Exercise instructions: Summarize the truck update post in two sentences.

Long overdue update! I’m 5 days away from the 9th anniversary of getting the truck and about 3 years from the last time I posted any updates. So way to stay on top of things right?

I’m going to start trying to post updates of what has transpired in the last few years, but in short it comes down to this:

  • I had a son (who is awesome) and that of course has impacted the time I have to work on the truck.
  • I have pretty much everything I had planned to tackle on the truck “addressed” in one way or another with varying degrees of success.
  • I’ve learned a lot.

I’m going to be doing a lot of this from memory, so it won’t be perfect but I’m going to document it as best I can (some of it will be out of chronological order). I’ll just start with where I left off:

The Interior

The interior came out great. Couldn’t be happier – I still need to get new door cards because my repairs on my old ones didn’t hold up long term, but other than that everything is looking great. Here’s a list of the completed work:

  • Installed sound deadening, heat shield, and new carpet.
  • Repainted everything that needed repainting.
  • New dash.
  • Restomod on the gauge cluster.
  • Amp, speakers and custom sub enclosure and a nice head unit.
  • New seatbelts.
  • Made a shift boot for the Lokar shifter for the 700r4 (cause that isn’t an off the shelf kind of part)
  • Also made a arduino-based shift indicator system for said shifter.

Dataset content:
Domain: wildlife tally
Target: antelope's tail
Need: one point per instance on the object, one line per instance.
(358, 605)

The reply: Nearly nine years after getting the truck and about three years after the last update, the writer says that having a son has cut into time for the truck but that nearly all the planned work has been addressed in some way. The interior came out great, with sound deadening, new carpet, a new dash, a restomodded gauge cluster, a new sound system, new seatbelts, and a handmade shift boot and Arduino-based shift indicator, though the door cards still need replacing.